Data items:
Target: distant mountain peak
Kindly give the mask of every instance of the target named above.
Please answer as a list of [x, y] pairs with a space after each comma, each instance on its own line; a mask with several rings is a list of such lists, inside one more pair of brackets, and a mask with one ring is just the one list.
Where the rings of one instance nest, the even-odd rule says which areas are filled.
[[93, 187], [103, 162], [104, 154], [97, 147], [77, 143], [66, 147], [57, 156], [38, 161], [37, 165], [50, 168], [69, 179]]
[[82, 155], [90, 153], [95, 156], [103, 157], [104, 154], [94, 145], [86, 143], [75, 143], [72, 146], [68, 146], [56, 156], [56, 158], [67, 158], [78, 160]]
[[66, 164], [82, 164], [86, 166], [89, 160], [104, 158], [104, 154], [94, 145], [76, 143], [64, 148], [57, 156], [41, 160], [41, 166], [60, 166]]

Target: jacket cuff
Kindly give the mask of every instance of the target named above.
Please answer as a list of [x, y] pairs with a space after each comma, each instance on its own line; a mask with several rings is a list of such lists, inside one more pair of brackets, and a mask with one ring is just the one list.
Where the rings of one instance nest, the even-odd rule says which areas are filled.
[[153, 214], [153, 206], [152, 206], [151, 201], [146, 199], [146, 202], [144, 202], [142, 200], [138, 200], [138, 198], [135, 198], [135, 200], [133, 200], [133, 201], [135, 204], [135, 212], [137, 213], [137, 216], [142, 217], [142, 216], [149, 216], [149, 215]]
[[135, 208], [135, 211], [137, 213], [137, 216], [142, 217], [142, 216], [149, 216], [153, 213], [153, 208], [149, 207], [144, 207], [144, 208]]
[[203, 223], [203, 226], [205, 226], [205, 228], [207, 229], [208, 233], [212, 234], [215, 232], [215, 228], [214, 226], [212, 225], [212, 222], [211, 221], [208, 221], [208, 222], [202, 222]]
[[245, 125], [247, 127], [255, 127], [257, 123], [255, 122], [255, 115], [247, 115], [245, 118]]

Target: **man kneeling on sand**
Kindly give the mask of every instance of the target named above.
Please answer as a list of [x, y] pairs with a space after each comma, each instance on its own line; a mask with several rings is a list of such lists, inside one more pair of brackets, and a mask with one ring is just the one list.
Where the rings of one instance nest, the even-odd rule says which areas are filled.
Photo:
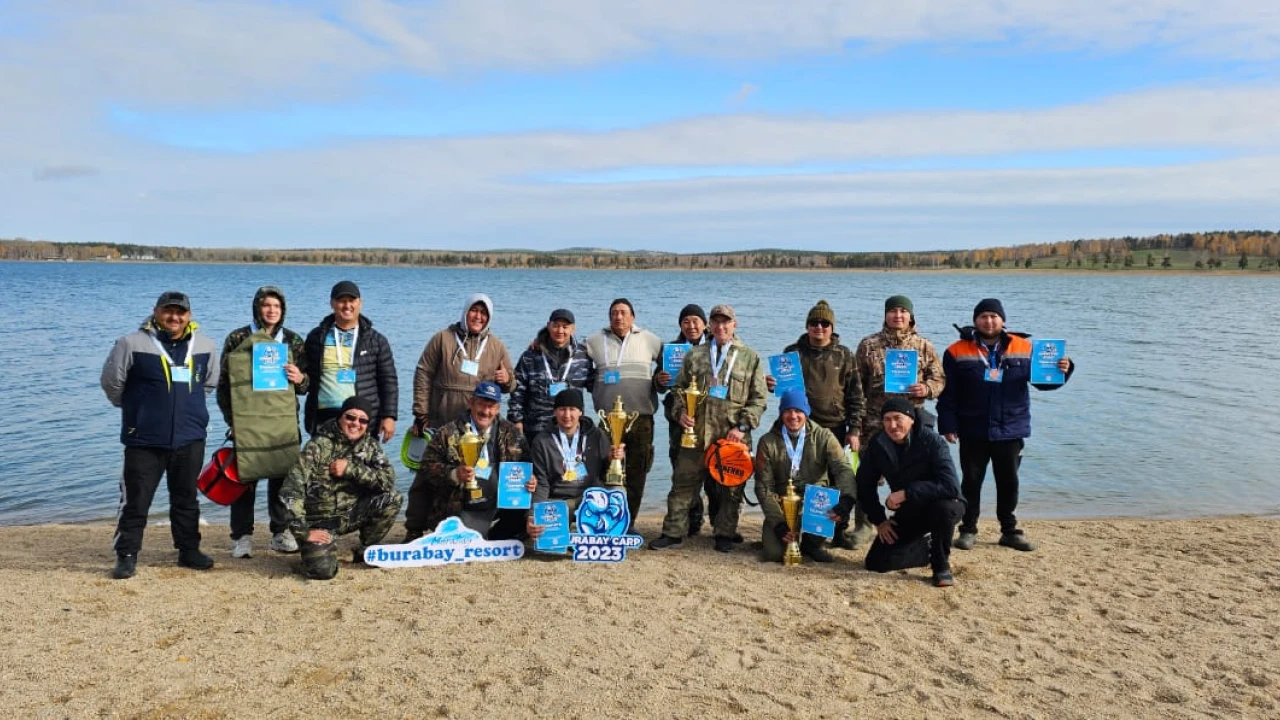
[[[950, 587], [951, 535], [964, 515], [960, 483], [946, 441], [916, 422], [916, 410], [903, 398], [891, 398], [880, 411], [883, 428], [862, 450], [856, 476], [858, 506], [876, 527], [876, 539], [867, 552], [866, 567], [888, 572], [928, 563], [933, 584]], [[889, 497], [880, 504], [878, 486], [883, 477]], [[885, 506], [893, 511], [890, 518]], [[853, 498], [843, 497], [836, 514], [847, 518]], [[928, 556], [925, 557], [925, 535]]]
[[316, 428], [280, 488], [302, 573], [313, 580], [338, 574], [341, 535], [360, 532], [353, 556], [361, 561], [364, 546], [382, 541], [404, 501], [382, 444], [369, 434], [373, 414], [368, 400], [347, 398], [338, 417]]

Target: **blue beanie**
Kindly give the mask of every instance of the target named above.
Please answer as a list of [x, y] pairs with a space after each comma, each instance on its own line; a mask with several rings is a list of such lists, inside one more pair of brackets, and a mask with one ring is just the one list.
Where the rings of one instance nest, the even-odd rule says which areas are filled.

Description of the task: Verbatim reproduction of every entry is needed, with the images left out.

Result of the task:
Target: distant mountain peak
Kindly give the mask of every instance of the target named above.
Please answer as a list of [x, y] pairs with a space after each comma, each instance on its own line; a mask with several rings is a list of such lists, inside one more pair of brackets, and a mask with one ring is just the one list.
Where the rings of one instance nest, the even-odd rule says which areas are filled.
[[93, 187], [103, 162], [104, 154], [97, 147], [77, 143], [66, 147], [57, 156], [38, 161], [37, 165], [50, 168], [69, 179]]
[[82, 155], [90, 153], [95, 156], [103, 157], [104, 154], [94, 145], [86, 143], [75, 143], [72, 146], [68, 146], [56, 156], [56, 158], [67, 158], [78, 160]]
[[66, 164], [82, 164], [86, 166], [89, 160], [104, 158], [104, 154], [94, 145], [76, 143], [64, 148], [57, 156], [41, 160], [41, 166], [60, 166]]

Target: jacket cuff
Kindly give the mask of every instance of the target named above.
Please answer as a list of [x, y] pairs with a space after each comma, each instance on its own line; a mask with several rings is a list of such lists, inside one more pair of brackets, and a mask with one ring is just the one list.
Where the rings of one instance nest, the even-odd rule says which areas are filled.
[[153, 214], [153, 206], [152, 206], [151, 201], [146, 199], [146, 202], [144, 202], [142, 200], [138, 200], [138, 198], [135, 198], [135, 200], [133, 200], [133, 201], [135, 204], [135, 212], [137, 213], [137, 216], [142, 217], [142, 216], [149, 216], [149, 215]]
[[135, 208], [135, 211], [137, 213], [137, 216], [142, 217], [142, 216], [149, 216], [153, 213], [153, 208], [149, 207], [144, 207], [144, 208]]
[[203, 223], [203, 226], [205, 226], [205, 228], [207, 229], [208, 233], [212, 234], [215, 232], [215, 228], [214, 226], [212, 225], [212, 222], [211, 221], [208, 221], [208, 222], [202, 222]]
[[245, 125], [247, 127], [255, 127], [257, 123], [255, 122], [255, 115], [247, 115], [245, 118]]

Target: **man kneeling on sand**
Kindly give the mask of every instance of the target named above.
Please answer as a list of [x, y] pairs with a space after each comma, each instance on its own line; a mask with several rings is a list of such lists, inside one more pair of brackets, and a mask with one ring is just the one list.
Where the rings of one instance nest, the even-odd rule says which areas are filled.
Photo:
[[[950, 587], [951, 535], [964, 515], [960, 483], [946, 441], [916, 422], [916, 410], [903, 398], [891, 398], [880, 411], [883, 428], [862, 450], [856, 476], [858, 506], [876, 527], [876, 539], [867, 552], [866, 567], [888, 572], [928, 563], [933, 584]], [[889, 497], [880, 504], [878, 486], [883, 477]], [[885, 506], [893, 511], [890, 518]], [[853, 498], [843, 497], [836, 514], [847, 518]], [[928, 556], [925, 557], [925, 535]]]
[[316, 428], [280, 488], [302, 573], [313, 580], [338, 574], [341, 535], [360, 532], [353, 556], [361, 561], [364, 546], [382, 541], [404, 501], [382, 444], [369, 434], [373, 414], [368, 400], [347, 398], [338, 417]]

Target: **blue beanie**
Kindly give the mask of every instance of the target named above.
Please answer as a list of [x, y] pairs with a space after each comma, each instance on its own line; a mask with several rings is a list of such lists, inside one more pair of brackets, and a mask with one ring is just the one list.
Where the rings of one instance nest, the even-odd rule says which areas are filled.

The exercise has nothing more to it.